> **EXCERPTED TEXT**:
────────────────────────────────────────
A Labour government would “give absolute priority” to primary healthcare, explore health sector public-private partnerships and engage family doctors and local pharmacists in sector reform.

The closure of a gerontology hospital at St Vincent De Paul home has further increased the patient workload at Mater Dei

Opposition health spokesman Marie-Louise Coleiro Preca slammed the measures adopted over the past week aimed at alleviating overcrowding at Mater Dei Hospital as “cosmetic measures and quick fixes”.

Decrying existing problems at Mater Dei Hospital as “tragic”, Ms Coleiro Preca called on the government to stop blaming others for its failures and admit its healthcare policy lacked planning and foresight.

Malta’s national hospital has come under scrutiny again over the past week amid more complaints about bed-strewn corridors, overworked nurses and unworkably long waiting lists.

Last week, Mater Dei Hospital CEO Joseph Caruana had said the hospital was coping with a higher influx of emergency room patients – something vehemently contested by the Emergency Nurses Union and which Mrs Coleiro Preca also denied.
────────────────────────────────────────
> **SUPPLIED RECORDS**:

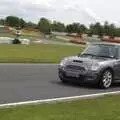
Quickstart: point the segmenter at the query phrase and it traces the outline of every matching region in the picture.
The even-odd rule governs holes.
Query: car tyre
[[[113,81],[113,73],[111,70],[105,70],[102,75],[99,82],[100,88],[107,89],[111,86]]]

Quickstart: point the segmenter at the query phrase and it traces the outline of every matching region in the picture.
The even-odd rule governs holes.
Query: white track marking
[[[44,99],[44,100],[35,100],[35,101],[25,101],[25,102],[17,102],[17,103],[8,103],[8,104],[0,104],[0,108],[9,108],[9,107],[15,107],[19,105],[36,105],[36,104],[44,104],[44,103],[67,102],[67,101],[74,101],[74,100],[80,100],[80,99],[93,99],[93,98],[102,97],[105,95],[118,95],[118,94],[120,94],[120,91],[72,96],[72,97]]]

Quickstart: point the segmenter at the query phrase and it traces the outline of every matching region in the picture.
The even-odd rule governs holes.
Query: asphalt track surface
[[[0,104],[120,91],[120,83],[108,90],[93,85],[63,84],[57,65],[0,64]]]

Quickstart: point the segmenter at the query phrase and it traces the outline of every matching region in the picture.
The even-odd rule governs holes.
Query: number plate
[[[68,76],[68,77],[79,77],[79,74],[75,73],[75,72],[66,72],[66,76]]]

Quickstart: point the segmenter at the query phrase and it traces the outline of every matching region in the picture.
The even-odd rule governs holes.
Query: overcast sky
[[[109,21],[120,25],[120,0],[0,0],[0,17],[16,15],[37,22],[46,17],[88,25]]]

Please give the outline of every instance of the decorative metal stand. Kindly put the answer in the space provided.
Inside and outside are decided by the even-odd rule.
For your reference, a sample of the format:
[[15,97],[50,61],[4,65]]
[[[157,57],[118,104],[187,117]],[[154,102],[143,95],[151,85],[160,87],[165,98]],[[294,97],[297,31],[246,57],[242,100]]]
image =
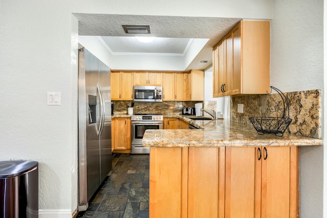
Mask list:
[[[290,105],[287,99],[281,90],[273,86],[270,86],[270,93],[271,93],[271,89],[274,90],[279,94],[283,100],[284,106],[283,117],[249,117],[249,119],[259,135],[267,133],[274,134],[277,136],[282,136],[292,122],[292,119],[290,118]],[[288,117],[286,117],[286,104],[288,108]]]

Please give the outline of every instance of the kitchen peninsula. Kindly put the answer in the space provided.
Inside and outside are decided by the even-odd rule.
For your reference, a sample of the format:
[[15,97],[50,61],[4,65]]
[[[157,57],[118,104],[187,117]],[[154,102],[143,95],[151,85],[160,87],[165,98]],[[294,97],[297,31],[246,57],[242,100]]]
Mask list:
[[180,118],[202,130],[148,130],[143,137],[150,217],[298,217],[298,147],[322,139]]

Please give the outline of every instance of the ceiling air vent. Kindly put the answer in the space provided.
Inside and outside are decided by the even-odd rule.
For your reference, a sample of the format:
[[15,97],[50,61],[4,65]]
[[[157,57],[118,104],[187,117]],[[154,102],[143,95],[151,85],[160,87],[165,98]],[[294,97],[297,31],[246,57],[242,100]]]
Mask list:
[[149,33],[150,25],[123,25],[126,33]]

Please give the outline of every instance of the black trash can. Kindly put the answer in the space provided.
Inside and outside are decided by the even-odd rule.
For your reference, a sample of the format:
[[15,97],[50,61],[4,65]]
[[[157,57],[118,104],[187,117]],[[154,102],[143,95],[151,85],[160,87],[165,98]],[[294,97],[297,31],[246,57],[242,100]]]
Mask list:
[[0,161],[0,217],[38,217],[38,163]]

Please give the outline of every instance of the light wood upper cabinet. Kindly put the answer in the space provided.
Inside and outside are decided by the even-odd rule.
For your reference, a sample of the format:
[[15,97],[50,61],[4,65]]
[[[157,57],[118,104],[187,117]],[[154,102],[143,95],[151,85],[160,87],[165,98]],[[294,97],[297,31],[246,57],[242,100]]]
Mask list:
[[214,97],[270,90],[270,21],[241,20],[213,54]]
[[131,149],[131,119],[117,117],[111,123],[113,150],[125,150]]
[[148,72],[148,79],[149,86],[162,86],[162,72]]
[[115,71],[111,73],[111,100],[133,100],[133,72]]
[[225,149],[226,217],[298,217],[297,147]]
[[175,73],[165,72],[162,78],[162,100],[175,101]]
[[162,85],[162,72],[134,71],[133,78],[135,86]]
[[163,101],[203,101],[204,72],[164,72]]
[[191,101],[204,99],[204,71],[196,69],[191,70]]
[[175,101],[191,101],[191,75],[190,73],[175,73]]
────────────────────────────────────────
> **REQUIRED WORK**: List each commitment the news text about Mater Dei Hospital attributes to a Labour government. The records were taken from a different source than the news text.

> **TASK SOLUTION**:
- Give absolute priority to primary healthcare
- Explore public-private partnerships in the health sector
- Engage family doctors and local pharmacists in sector reform